:: Selected extract ::
=== Begin Enclosure ===
Gerry Spehar manages his anger… just about

Here is a man who has been making music most of his life, and yet this is only his second album: the well-received ‘I Hold Gravity’ coming out in 2017. Gerry Spehar (pronounced spey-har, in case you’re wondering) has been playing the guitar since he was thirteen. Although he did perform regularly in his home state of Colorado, and around Europe, responsibility for raising a family meant he got a ‘proper’ job and his talents were put on hold. That last album was full of stories of his upbringing and was co-written and performed with his wife, Sue, who sadly succumbed to cancer just before it was completed. Now he has put together an album of carefully crafted ‘protest songs’.
That description always makes me apprehensive about listening to the rantings of the composer about his or her perceptions of their world. I did approach this one differently however as Gerry is obviously a fan of, and influenced by, the great Woody Guthrie. Guthrie used his music to increase awareness of injustices and privations suffered by so many across the USA, as well as cataloguing the world around him. He was spurned by some and lauded by others and, in 1941, he was actually commissioned to write songs to celebrate the hydro-electric Columbia River Project and the employment it brought: hence ‘Grand Coulee Dam’ and ‘Pastures of Plenty’, for example. He also wrote ‘The Dust Bowl Ballads’ which contained one of his finest creations, ‘Vigilante Man’, and chronicled the devastation caused by the dust storms that ravaged agriculture and it’s dependants in the 1930s. That’s a long-winded way of saying, that if Gerry likes Woody, then he has already earned a fair hearing. (The album is actually dedicated to his wife and to Guthrie).
=== End Enclosure ===
Dataset entries
=== Begin Enclosure ===
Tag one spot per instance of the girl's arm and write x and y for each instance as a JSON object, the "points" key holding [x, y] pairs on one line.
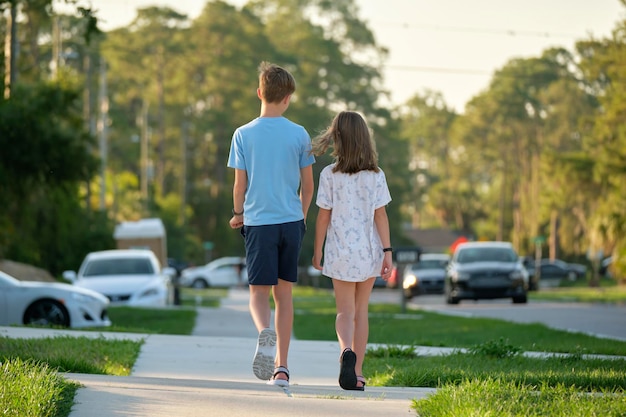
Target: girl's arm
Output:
{"points": [[321, 226], [382, 226]]}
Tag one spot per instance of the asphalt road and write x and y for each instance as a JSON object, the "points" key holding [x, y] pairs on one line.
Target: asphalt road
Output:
{"points": [[600, 320]]}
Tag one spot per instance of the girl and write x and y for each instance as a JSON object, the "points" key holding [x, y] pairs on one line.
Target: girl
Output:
{"points": [[352, 219]]}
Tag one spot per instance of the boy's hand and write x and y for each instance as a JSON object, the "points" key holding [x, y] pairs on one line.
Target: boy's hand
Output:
{"points": [[236, 222]]}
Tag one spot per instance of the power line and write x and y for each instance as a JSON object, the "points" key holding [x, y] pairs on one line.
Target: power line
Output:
{"points": [[415, 68], [486, 31]]}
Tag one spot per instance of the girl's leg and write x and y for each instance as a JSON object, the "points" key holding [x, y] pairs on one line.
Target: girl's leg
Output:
{"points": [[344, 322], [361, 322]]}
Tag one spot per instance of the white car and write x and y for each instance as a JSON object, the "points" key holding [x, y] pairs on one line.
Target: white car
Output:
{"points": [[131, 277], [229, 271], [50, 304]]}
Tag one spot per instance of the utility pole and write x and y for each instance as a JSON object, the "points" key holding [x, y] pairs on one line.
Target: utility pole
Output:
{"points": [[145, 132], [103, 101], [183, 185], [10, 51], [56, 47]]}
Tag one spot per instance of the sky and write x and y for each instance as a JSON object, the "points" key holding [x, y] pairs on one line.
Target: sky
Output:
{"points": [[449, 46]]}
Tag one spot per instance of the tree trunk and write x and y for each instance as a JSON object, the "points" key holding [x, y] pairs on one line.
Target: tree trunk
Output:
{"points": [[10, 52]]}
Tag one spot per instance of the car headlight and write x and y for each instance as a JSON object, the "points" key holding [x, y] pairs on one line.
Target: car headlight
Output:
{"points": [[459, 276], [150, 292], [83, 298], [410, 280]]}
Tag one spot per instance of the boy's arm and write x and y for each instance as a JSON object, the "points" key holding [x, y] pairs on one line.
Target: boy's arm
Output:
{"points": [[239, 193], [382, 226], [306, 188]]}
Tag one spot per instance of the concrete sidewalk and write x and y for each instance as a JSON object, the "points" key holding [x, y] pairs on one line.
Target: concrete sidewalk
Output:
{"points": [[210, 374]]}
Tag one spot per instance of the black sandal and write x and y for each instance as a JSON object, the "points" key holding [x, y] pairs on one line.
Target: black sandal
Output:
=== End Enclosure ===
:: Check your understanding ::
**1)** List every song or album title mentioned in the review of Gerry Spehar's album.
**2)** Print the part of the Gerry Spehar review starting with "Here is a man" and going on through "crafted ‘protest songs’.".
You won't need the rows for any of this.

:: Responses per task ::
**1)**
- I Hold Gravity
- Grand Coulee Dam
- Pastures of Plenty
- The Dust Bowl Ballads
- Vigilante Man

**2)**
Here is a man who has been making music most of his life, and yet this is only his second album: the well-received ‘I Hold Gravity’ coming out in 2017. Gerry Spehar (pronounced spey-har, in case you’re wondering) has been playing the guitar since he was thirteen. Although he did perform regularly in his home state of Colorado, and around Europe, responsibility for raising a family meant he got a ‘proper’ job and his talents were put on hold. That last album was full of stories of his upbringing and was co-written and performed with his wife, Sue, who sadly succumbed to cancer just before it was completed. Now he has put together an album of carefully crafted ‘protest songs’.